Locate each line in the dataset excerpt below that contains the word "object" and copy every such line in full.

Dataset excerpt
┌──

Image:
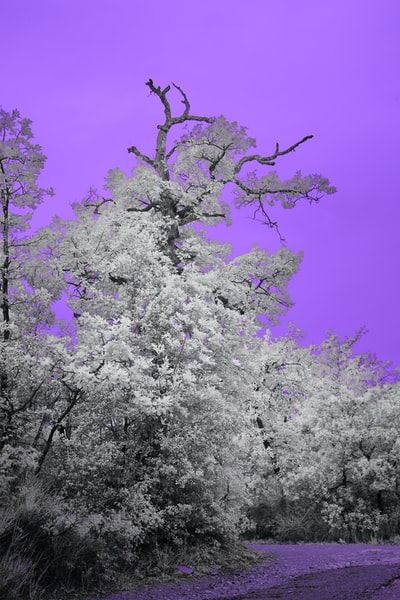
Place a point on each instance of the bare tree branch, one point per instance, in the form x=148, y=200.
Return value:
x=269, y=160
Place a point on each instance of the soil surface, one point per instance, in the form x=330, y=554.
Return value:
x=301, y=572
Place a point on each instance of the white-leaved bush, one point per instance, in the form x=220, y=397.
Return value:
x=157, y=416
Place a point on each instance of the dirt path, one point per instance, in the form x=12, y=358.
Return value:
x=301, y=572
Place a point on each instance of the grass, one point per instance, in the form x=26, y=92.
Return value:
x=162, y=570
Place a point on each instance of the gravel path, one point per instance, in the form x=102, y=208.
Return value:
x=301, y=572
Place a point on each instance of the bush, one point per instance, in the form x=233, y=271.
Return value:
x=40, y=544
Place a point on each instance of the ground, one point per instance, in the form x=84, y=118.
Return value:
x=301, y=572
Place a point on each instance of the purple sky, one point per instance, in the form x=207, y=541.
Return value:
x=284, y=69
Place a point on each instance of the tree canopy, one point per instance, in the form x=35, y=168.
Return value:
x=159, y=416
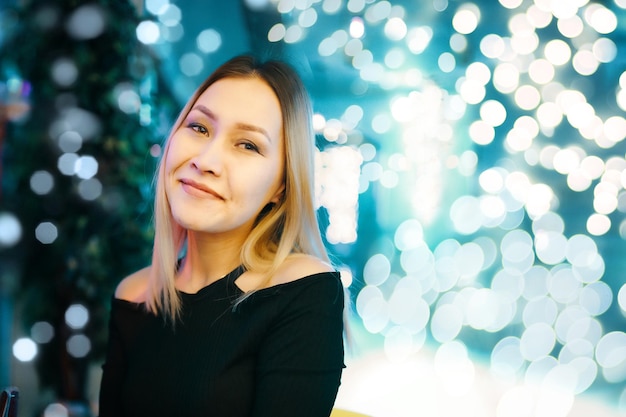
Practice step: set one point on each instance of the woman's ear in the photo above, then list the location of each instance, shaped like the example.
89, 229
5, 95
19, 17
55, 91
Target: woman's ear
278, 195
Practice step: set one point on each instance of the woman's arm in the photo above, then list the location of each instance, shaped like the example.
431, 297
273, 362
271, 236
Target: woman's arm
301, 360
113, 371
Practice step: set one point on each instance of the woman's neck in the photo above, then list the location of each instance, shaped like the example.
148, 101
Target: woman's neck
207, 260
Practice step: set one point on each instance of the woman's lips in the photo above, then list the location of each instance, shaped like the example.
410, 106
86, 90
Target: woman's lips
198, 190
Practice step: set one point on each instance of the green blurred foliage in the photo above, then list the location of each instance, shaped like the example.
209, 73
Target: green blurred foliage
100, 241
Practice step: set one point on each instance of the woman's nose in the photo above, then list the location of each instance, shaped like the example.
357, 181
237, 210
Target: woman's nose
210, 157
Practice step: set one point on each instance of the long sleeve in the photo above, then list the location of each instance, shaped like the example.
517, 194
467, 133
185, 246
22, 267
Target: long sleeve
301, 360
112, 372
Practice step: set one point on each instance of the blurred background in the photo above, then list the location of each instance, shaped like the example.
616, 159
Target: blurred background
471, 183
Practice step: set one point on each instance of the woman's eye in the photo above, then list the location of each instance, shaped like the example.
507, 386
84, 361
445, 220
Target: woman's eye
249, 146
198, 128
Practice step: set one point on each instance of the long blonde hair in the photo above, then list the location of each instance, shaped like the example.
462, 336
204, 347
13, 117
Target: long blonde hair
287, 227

└──
┌──

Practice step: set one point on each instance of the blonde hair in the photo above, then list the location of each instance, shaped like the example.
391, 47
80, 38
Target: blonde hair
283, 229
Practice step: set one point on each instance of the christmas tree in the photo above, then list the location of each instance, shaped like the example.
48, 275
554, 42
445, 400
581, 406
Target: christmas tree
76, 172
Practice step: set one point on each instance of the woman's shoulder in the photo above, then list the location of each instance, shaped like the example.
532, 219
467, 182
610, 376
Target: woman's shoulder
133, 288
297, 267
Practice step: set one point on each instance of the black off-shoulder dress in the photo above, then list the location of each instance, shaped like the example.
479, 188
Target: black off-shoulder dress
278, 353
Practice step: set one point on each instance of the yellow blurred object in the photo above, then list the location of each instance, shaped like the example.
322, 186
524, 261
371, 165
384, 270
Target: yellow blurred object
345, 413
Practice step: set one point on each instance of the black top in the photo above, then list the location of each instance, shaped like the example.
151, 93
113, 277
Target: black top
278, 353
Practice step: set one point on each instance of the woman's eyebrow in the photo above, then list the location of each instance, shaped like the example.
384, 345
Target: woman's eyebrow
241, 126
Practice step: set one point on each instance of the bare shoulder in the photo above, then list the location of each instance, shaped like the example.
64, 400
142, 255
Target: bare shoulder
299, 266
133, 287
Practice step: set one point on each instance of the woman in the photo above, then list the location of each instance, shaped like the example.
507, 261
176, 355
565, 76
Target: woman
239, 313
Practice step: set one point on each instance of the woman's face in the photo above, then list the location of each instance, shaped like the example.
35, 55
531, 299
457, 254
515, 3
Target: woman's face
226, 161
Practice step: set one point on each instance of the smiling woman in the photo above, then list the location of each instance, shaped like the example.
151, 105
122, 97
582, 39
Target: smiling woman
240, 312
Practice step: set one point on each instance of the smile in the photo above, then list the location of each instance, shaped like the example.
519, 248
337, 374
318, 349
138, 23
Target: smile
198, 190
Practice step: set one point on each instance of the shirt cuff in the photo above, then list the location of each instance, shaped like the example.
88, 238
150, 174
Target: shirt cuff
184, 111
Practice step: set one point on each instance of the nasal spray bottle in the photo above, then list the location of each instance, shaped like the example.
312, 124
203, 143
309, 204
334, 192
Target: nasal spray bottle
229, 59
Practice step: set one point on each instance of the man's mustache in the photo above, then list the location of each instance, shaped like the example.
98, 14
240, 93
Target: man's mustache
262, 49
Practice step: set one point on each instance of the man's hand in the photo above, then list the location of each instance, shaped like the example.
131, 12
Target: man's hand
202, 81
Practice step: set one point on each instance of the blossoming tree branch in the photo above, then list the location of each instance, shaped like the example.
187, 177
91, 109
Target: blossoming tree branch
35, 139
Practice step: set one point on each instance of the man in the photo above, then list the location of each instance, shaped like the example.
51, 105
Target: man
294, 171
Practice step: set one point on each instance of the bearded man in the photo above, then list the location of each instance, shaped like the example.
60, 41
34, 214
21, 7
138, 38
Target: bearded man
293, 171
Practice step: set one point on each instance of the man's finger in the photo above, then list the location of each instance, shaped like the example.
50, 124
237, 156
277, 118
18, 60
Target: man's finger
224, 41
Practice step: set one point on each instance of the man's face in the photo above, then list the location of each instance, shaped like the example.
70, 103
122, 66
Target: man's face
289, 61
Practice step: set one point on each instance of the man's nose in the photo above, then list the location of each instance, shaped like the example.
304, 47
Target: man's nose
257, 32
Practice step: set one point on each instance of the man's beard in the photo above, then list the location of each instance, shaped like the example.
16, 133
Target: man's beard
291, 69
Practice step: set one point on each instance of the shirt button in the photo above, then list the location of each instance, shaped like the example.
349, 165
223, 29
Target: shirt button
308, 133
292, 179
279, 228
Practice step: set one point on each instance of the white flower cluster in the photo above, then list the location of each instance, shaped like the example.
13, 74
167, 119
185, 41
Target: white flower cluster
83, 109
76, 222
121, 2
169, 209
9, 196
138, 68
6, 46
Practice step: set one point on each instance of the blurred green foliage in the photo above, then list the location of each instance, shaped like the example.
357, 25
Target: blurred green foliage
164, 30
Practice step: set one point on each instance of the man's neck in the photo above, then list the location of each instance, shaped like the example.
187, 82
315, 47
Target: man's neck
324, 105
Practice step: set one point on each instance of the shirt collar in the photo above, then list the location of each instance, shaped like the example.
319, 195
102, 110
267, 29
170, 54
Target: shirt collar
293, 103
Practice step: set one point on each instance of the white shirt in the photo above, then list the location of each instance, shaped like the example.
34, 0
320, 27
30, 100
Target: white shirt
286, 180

└──
┌──

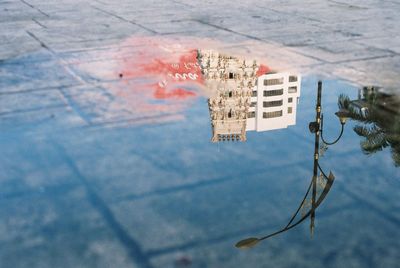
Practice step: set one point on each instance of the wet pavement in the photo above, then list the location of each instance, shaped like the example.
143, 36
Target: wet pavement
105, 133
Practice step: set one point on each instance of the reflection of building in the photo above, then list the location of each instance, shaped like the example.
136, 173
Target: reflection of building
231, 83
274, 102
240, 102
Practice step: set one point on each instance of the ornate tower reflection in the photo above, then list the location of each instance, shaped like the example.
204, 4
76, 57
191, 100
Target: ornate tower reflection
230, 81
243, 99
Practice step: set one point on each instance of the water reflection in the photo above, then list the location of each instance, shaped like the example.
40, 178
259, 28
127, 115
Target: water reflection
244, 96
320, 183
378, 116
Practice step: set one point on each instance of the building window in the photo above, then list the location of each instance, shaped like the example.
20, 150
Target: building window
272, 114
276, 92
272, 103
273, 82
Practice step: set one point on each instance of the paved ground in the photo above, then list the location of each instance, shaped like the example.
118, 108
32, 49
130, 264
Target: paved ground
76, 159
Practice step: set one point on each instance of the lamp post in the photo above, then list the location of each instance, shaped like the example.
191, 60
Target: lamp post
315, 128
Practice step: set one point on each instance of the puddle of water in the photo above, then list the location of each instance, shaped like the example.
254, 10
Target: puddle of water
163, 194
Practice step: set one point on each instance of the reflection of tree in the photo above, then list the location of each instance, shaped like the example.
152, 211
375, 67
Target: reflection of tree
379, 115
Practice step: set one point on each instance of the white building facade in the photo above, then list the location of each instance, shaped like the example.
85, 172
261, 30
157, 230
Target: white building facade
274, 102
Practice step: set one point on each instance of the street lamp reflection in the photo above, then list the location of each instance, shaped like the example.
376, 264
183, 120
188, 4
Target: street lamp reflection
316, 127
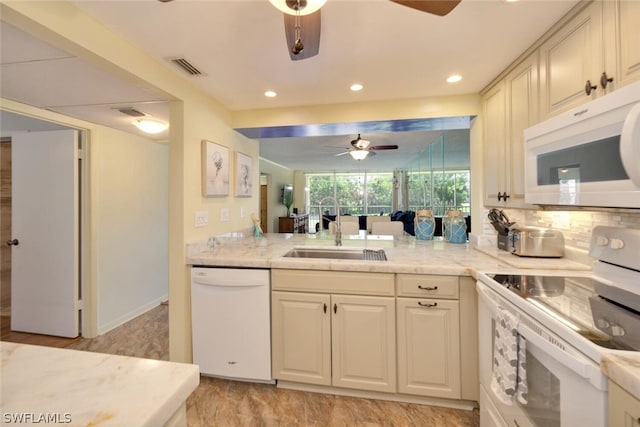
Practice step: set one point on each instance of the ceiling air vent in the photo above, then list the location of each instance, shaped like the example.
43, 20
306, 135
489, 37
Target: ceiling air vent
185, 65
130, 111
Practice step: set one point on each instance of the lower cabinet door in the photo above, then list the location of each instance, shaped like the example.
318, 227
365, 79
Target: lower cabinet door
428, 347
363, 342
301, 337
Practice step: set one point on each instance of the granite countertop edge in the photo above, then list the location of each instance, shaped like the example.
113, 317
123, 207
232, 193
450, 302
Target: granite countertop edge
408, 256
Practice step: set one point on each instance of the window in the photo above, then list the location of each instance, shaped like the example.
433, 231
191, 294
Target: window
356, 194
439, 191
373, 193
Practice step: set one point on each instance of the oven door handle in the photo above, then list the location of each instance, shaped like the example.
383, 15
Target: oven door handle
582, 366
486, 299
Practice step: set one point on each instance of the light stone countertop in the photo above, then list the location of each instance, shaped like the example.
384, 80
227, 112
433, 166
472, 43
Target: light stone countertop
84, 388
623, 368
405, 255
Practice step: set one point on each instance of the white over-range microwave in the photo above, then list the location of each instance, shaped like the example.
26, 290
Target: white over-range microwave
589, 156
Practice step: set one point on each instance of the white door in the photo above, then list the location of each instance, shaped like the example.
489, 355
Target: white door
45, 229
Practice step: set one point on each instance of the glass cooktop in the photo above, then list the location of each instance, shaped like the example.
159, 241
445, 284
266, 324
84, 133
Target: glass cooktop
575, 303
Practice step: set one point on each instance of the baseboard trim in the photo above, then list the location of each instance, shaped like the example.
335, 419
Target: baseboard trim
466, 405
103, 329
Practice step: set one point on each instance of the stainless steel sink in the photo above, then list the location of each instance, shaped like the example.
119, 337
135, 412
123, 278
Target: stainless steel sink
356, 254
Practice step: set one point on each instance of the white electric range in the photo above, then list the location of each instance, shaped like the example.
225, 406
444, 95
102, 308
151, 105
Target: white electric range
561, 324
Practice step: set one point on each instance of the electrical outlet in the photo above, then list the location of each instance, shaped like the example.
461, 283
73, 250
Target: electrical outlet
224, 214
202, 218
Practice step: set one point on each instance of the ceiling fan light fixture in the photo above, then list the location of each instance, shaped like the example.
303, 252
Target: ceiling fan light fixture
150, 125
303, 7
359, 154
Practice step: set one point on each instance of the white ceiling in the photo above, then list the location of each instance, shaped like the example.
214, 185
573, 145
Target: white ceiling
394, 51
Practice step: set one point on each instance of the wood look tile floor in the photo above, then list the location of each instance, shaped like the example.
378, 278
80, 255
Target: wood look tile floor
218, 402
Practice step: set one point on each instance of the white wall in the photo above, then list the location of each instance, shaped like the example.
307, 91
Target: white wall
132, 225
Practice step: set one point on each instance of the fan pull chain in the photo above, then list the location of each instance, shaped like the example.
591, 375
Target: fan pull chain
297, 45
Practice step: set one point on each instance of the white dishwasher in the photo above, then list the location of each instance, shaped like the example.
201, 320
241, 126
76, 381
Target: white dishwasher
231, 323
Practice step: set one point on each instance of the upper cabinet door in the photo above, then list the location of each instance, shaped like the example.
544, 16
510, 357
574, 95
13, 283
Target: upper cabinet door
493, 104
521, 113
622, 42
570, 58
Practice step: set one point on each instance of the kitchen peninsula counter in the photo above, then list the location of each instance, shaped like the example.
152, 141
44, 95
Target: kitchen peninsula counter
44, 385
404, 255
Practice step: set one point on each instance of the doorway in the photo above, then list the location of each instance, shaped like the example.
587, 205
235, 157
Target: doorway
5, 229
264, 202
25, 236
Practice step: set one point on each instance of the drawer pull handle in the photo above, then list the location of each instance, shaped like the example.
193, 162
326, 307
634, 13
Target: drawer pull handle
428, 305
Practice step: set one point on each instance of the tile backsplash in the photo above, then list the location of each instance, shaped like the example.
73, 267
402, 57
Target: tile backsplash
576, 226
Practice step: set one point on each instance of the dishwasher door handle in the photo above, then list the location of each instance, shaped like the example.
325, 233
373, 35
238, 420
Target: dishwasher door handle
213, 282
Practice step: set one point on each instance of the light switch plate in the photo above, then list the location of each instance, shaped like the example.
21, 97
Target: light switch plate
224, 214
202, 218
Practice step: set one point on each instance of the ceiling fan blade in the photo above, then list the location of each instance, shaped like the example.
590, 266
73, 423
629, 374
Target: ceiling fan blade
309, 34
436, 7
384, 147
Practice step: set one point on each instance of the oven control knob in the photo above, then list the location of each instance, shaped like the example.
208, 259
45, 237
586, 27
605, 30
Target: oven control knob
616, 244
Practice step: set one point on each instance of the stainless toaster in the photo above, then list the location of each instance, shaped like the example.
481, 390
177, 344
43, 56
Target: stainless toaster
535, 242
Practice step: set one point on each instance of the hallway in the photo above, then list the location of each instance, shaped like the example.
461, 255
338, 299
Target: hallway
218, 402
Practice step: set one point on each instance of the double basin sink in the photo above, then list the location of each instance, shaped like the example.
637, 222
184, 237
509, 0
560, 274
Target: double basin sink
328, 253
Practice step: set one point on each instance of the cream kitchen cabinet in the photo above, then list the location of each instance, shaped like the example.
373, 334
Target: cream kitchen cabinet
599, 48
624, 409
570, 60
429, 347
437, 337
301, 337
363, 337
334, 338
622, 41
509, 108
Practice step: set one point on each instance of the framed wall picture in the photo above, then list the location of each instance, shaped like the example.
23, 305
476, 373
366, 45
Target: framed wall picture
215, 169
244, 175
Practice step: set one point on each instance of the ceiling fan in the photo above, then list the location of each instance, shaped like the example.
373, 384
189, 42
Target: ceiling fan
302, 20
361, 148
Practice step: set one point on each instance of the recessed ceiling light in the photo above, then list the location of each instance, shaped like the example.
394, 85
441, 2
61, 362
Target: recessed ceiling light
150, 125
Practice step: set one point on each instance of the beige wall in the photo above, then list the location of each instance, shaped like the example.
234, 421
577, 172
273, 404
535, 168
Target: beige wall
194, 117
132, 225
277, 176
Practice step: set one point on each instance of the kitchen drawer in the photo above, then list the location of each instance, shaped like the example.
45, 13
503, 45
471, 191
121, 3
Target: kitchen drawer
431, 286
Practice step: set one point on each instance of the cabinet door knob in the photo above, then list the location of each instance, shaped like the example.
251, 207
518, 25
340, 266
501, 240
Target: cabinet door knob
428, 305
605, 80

└──

Finished exercise:
Practice step: set one point on each instance of the yellow blurred object in the photo above, then list the location of each instance, shaped like the example.
Target: yellow blurred object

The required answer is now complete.